WORK TO DO: Gather each line in the items below that contains the string "iceberg", and copy those lines out in full.

○ ○ ○ ○ ○

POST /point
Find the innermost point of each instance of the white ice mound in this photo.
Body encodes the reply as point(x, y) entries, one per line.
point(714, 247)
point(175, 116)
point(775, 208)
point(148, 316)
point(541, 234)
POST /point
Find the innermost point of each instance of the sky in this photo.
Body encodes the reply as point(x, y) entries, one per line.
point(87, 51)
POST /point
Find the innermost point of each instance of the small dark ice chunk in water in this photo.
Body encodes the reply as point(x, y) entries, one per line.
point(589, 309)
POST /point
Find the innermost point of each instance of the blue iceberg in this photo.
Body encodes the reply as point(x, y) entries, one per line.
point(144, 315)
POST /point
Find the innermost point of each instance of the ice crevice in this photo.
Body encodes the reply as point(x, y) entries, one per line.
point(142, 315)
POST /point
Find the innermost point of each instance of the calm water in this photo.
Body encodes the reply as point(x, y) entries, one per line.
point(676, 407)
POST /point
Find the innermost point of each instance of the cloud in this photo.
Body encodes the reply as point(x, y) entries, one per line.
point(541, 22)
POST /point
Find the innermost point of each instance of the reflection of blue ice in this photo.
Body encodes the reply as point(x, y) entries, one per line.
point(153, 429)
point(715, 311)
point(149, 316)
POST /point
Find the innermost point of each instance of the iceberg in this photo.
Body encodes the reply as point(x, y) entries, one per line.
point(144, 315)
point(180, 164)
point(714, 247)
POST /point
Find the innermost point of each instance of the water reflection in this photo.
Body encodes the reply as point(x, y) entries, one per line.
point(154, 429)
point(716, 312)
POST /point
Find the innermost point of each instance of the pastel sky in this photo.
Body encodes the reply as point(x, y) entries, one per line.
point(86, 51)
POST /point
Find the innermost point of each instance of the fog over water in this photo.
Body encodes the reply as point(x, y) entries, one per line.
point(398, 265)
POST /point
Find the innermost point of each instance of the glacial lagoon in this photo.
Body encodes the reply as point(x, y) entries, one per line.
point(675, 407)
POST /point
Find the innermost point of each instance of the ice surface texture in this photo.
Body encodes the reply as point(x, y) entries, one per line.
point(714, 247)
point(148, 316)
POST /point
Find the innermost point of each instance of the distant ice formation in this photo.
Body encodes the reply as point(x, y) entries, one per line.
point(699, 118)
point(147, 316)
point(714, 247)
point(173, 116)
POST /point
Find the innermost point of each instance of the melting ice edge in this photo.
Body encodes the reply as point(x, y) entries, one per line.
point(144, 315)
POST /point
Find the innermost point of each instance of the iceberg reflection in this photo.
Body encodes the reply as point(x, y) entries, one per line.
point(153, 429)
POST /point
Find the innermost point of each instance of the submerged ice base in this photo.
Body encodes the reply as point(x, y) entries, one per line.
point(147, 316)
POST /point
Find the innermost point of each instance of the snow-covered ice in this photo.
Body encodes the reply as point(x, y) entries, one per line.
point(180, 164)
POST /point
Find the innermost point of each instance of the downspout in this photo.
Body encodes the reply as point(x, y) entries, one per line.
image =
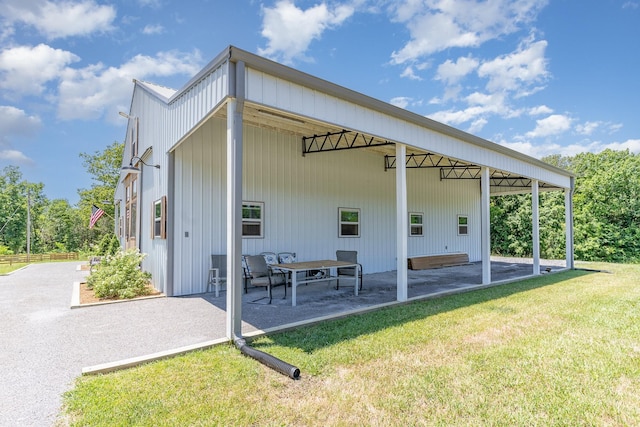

○ ○ ○ ○ ○

SOLUTION:
Find the innermost point of each instance of the blue iceberg in this photo.
Find the innermost point of each instance of the iceberg in this photo.
Find the innermost point of each instance of the iceberg reflection in this photo.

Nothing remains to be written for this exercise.